§ **The request**
Give everything from the line containing "Target: boy's face mask" down to the end of the entries as a numbered list, leaving out any blank lines.

§ **Dataset records**

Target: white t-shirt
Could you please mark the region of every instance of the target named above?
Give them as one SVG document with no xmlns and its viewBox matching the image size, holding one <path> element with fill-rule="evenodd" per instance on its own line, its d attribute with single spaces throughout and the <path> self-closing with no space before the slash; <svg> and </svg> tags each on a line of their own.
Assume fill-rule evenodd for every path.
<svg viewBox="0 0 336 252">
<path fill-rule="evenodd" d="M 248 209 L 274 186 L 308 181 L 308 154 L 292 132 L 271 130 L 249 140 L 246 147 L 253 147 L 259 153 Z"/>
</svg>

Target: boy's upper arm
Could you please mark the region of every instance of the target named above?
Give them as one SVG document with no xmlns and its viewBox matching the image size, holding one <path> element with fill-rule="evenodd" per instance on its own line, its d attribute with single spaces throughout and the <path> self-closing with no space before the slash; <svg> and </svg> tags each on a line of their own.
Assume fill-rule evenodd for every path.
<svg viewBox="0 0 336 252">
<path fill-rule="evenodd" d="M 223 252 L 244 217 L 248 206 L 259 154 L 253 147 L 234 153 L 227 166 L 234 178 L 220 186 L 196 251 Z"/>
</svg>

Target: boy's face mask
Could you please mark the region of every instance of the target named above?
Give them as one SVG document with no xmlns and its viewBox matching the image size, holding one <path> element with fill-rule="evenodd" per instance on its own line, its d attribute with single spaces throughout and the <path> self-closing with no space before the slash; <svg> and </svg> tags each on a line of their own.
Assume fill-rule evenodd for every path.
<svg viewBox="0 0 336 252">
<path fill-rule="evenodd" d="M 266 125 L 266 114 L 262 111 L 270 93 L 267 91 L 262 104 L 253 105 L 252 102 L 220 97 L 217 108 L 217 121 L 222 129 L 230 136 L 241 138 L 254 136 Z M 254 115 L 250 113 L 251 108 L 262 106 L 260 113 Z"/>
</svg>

§ **Full solution**
1. Target: boy's face mask
2. Could you please mark the region of every instance of the target named above?
3. Give them as one SVG document with no xmlns and its viewBox matching the image size, holding one <path> element with fill-rule="evenodd" per instance on its own line, its d attribute with single spaces throughout and the <path> self-closing with no space before the slash; <svg> and </svg> tags each on a line of their own.
4. Assume fill-rule evenodd for every path.
5. <svg viewBox="0 0 336 252">
6. <path fill-rule="evenodd" d="M 266 125 L 266 114 L 262 111 L 270 93 L 267 91 L 262 104 L 253 105 L 252 102 L 220 97 L 217 108 L 217 121 L 222 129 L 230 136 L 241 138 L 254 136 Z M 254 115 L 250 113 L 251 108 L 262 106 L 260 113 Z"/>
7. </svg>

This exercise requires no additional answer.